» **PROBLEM DETAILS**
Rewrite every line of the material below as a numbered list, skipping blank lines, and leave the pictures out of your answer.

» **DATA SUPPLIED**
*****

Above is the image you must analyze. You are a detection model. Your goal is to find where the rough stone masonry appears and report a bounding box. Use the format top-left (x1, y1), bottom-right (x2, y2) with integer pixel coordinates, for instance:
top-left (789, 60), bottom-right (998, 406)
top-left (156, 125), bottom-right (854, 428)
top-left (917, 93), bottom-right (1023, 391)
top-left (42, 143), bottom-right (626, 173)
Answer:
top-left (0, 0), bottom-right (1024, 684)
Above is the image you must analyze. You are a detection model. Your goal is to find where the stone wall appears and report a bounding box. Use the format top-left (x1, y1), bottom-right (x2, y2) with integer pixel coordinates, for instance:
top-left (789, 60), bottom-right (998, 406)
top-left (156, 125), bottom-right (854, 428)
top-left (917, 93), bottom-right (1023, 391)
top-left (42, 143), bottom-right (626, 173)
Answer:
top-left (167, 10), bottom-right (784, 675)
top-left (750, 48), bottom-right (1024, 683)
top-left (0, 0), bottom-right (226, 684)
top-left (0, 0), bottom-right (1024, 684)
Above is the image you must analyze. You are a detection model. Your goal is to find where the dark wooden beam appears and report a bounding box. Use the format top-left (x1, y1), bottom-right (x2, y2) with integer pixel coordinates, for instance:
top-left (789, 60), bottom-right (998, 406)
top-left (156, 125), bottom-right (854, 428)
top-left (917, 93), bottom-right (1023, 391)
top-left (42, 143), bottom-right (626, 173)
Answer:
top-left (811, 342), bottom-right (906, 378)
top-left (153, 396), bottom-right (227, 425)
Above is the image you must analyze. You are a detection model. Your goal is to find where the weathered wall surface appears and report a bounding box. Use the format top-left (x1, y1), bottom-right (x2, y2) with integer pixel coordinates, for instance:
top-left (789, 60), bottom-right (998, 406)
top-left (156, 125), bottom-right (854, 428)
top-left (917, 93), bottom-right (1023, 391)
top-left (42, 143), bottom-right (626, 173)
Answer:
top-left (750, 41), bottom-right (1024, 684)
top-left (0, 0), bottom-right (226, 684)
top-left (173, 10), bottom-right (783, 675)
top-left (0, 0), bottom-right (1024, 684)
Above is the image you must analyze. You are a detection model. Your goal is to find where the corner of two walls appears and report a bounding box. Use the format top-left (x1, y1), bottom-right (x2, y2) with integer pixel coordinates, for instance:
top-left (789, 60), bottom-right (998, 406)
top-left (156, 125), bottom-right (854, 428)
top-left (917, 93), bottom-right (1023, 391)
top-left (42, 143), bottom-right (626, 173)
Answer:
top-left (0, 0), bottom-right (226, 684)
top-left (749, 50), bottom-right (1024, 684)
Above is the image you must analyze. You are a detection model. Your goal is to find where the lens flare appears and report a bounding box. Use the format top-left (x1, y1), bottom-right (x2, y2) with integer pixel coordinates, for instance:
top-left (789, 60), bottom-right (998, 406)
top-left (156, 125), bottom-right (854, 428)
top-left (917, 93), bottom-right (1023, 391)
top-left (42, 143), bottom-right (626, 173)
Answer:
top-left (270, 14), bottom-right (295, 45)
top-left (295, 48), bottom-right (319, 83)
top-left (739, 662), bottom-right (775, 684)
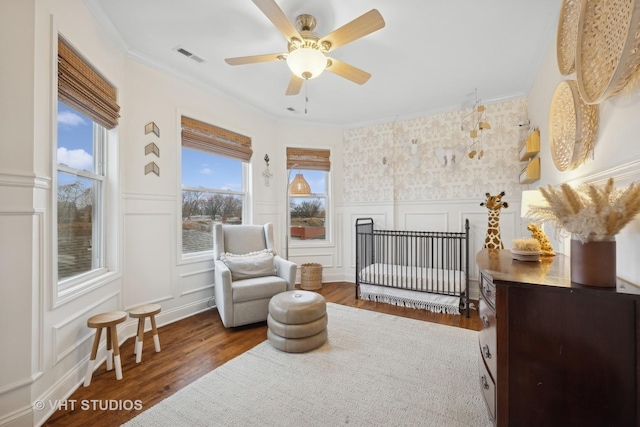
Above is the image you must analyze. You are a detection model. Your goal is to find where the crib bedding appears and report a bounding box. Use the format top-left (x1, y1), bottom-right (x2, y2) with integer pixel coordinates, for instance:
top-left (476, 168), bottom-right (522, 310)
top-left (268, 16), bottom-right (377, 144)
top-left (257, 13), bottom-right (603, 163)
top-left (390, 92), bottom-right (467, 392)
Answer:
top-left (355, 218), bottom-right (470, 317)
top-left (360, 263), bottom-right (466, 294)
top-left (360, 263), bottom-right (466, 314)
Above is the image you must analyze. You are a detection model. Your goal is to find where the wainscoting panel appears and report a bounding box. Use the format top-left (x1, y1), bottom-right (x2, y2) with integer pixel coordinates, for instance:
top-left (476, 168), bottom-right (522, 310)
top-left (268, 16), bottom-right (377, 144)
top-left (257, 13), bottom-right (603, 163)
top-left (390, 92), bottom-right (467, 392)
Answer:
top-left (123, 213), bottom-right (176, 307)
top-left (51, 292), bottom-right (120, 366)
top-left (178, 268), bottom-right (214, 296)
top-left (0, 211), bottom-right (44, 393)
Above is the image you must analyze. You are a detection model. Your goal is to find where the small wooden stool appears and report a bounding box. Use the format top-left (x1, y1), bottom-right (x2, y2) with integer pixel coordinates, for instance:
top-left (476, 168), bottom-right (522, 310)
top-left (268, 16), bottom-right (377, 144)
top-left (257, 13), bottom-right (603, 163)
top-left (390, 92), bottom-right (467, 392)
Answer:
top-left (84, 311), bottom-right (127, 387)
top-left (129, 304), bottom-right (162, 363)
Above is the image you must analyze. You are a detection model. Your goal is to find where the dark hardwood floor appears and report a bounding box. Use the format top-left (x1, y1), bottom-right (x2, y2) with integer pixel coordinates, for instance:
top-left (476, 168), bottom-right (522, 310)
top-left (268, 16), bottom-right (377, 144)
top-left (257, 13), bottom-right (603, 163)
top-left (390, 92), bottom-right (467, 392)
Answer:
top-left (45, 283), bottom-right (480, 427)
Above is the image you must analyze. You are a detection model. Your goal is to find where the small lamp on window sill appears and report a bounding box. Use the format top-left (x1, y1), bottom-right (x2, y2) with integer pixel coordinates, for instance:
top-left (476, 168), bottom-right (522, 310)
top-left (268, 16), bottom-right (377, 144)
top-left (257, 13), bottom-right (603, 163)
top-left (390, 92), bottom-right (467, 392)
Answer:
top-left (284, 164), bottom-right (311, 260)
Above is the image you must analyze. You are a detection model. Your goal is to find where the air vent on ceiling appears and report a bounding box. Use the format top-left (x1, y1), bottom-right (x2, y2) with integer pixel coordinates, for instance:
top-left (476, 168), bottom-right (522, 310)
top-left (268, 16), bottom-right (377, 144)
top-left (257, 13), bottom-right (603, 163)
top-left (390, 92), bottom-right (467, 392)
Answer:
top-left (175, 46), bottom-right (205, 64)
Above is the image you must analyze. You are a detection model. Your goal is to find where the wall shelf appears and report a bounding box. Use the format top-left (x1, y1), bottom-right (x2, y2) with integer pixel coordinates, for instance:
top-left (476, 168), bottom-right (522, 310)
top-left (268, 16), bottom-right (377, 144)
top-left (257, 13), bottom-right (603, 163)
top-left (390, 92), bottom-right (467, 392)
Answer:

*****

» **COMPLETED EXERCISE**
1. Above is the image you must analyze. You are a detection model. Your goal is to find where the rough stone masonry appears and report a bounding box. Use the format top-left (x1, y1), bottom-right (x2, y2) with integer pixel coordinates, for instance:
2. top-left (789, 60), bottom-right (998, 406)
3. top-left (156, 125), bottom-right (854, 428)
4. top-left (917, 93), bottom-right (1023, 391)
5. top-left (42, 143), bottom-right (626, 173)
6. Answer:
7. top-left (0, 0), bottom-right (1024, 684)
8. Above is the image you must analyze. You are a detection model. Your goal is to find where the stone wall appears and report a bounding box. Use the format top-left (x1, y1), bottom-right (x2, y2) with integer pixel coordinates, for instance:
9. top-left (789, 60), bottom-right (998, 406)
10. top-left (156, 125), bottom-right (854, 428)
11. top-left (917, 93), bottom-right (1023, 391)
12. top-left (42, 143), bottom-right (626, 173)
13. Answer:
14. top-left (167, 10), bottom-right (784, 675)
15. top-left (750, 48), bottom-right (1024, 683)
16. top-left (0, 0), bottom-right (226, 684)
17. top-left (0, 0), bottom-right (1024, 684)
18. Above is the image you must analyze. You are a detection model. Your goal is to find where the dark wooden beam appears and report a bounding box. Use the format top-left (x1, y1), bottom-right (x2, y2) with integer pixel coordinates, for instance:
19. top-left (789, 60), bottom-right (998, 406)
20. top-left (156, 125), bottom-right (854, 428)
21. top-left (917, 93), bottom-right (1023, 391)
22. top-left (42, 143), bottom-right (626, 173)
23. Answer:
24. top-left (811, 342), bottom-right (906, 378)
25. top-left (153, 396), bottom-right (227, 425)
26. Above is the image you must analyze. You are a detection model. Your goal is to find where the weathered wall surface appears and report a bounding box. Use the format top-left (x1, y1), bottom-right (x2, y2) with integer pixel coordinates, for instance:
27. top-left (789, 60), bottom-right (998, 406)
28. top-left (156, 125), bottom-right (854, 428)
29. top-left (917, 93), bottom-right (1023, 391)
30. top-left (42, 143), bottom-right (626, 173)
31. Answer:
32. top-left (750, 41), bottom-right (1024, 684)
33. top-left (0, 0), bottom-right (226, 684)
34. top-left (173, 10), bottom-right (783, 675)
35. top-left (0, 0), bottom-right (1024, 684)
36. Above is the image you must analyze. You are a detection model. Your goal is to find where the corner of two walls appears and report a bounding box. Use the format top-left (x1, y1), bottom-right (x2, y2) with integer pixel coordinates, for instance:
37. top-left (789, 60), bottom-right (998, 406)
38. top-left (156, 125), bottom-right (854, 428)
39. top-left (917, 93), bottom-right (1023, 391)
40. top-left (42, 143), bottom-right (626, 173)
41. Answer:
42. top-left (0, 0), bottom-right (226, 684)
43. top-left (749, 50), bottom-right (1024, 684)
44. Above is the image you must analyze. You are a detection model. Your goal is to find where the lens flare appears and report a bounding box. Use the format top-left (x1, y1), bottom-right (x2, y2) with integer pixel coordinates, for instance:
45. top-left (789, 60), bottom-right (998, 406)
46. top-left (156, 125), bottom-right (854, 428)
47. top-left (917, 93), bottom-right (1023, 391)
48. top-left (42, 143), bottom-right (626, 173)
49. Answer:
50. top-left (270, 14), bottom-right (295, 45)
51. top-left (295, 48), bottom-right (319, 83)
52. top-left (739, 662), bottom-right (775, 684)
53. Above is the image you must analyze. You are a detection model. Your goal is to find where the crib bedding appears and report a bounding box. Use the format top-left (x1, y1), bottom-right (x2, y2) with integer pixel coordinates, for instance:
54. top-left (476, 168), bottom-right (522, 310)
55. top-left (268, 16), bottom-right (377, 144)
56. top-left (257, 13), bottom-right (603, 163)
57. top-left (390, 92), bottom-right (467, 392)
58. Answer:
59. top-left (355, 218), bottom-right (470, 317)
60. top-left (360, 263), bottom-right (466, 294)
61. top-left (360, 263), bottom-right (466, 314)
62. Above is the image you must analyze. You are a detection model. Your goal is to find where the wainscoting panel appears and report a bounding box. Use the format top-left (x1, y1), bottom-right (x2, y2) with integer pixel coordinates, for instance:
63. top-left (476, 168), bottom-right (522, 310)
64. top-left (268, 16), bottom-right (377, 144)
65. top-left (257, 13), bottom-right (603, 163)
66. top-left (390, 92), bottom-right (467, 392)
67. Answer:
68. top-left (123, 213), bottom-right (176, 307)
69. top-left (51, 292), bottom-right (120, 366)
70. top-left (178, 268), bottom-right (214, 296)
71. top-left (0, 211), bottom-right (44, 393)
72. Above is the image you must analyze. You are a detection model. Your goal is to find where the small wooden stool appears and report a bounding box. Use the format top-left (x1, y1), bottom-right (x2, y2) with integer pixel coordinates, for instance:
73. top-left (476, 168), bottom-right (522, 310)
74. top-left (268, 16), bottom-right (377, 144)
75. top-left (257, 13), bottom-right (603, 163)
76. top-left (390, 92), bottom-right (467, 392)
77. Answer:
78. top-left (84, 311), bottom-right (127, 387)
79. top-left (129, 304), bottom-right (162, 363)
80. Above is the image you must analyze. You are a detection model. Your goal is to find where the dark hardwood floor appears and report a bounding box. Use the format top-left (x1, y1), bottom-right (x2, y2) with integer pixel coordinates, for instance:
81. top-left (476, 168), bottom-right (522, 310)
82. top-left (268, 16), bottom-right (377, 144)
83. top-left (257, 13), bottom-right (603, 163)
84. top-left (390, 92), bottom-right (467, 392)
85. Answer:
86. top-left (45, 283), bottom-right (480, 427)
87. Above is the image you must analyze. You are a detection model. Your goal is to find where the small lamp on window sill appears and report a bounding box. Use the format top-left (x1, y1), bottom-right (x2, y2) with integer pixel coordinates, for instance:
88. top-left (476, 168), bottom-right (522, 310)
89. top-left (268, 16), bottom-right (377, 144)
90. top-left (257, 13), bottom-right (603, 163)
91. top-left (390, 92), bottom-right (467, 392)
92. Answer:
93. top-left (284, 164), bottom-right (311, 260)
94. Above is the image you must analyze. You are a detection model. Your goal is to find where the air vent on ceiling appears and report a bounding box. Use the format top-left (x1, y1), bottom-right (x2, y2) with integer pixel coordinates, for instance:
95. top-left (476, 168), bottom-right (522, 310)
96. top-left (268, 16), bottom-right (377, 144)
97. top-left (257, 13), bottom-right (603, 163)
98. top-left (390, 92), bottom-right (467, 392)
99. Answer:
100. top-left (175, 46), bottom-right (205, 64)
101. Above is the image you must analyze. You are a detection model. Your goal is to find where the wall shelf appears and report a bounding box. Use the format top-left (x1, y1), bottom-right (x2, y2) with integer pixel coordinates, for instance:
102. top-left (476, 168), bottom-right (522, 310)
103. top-left (268, 16), bottom-right (377, 144)
104. top-left (257, 13), bottom-right (603, 163)
105. top-left (390, 92), bottom-right (467, 392)
106. Answer:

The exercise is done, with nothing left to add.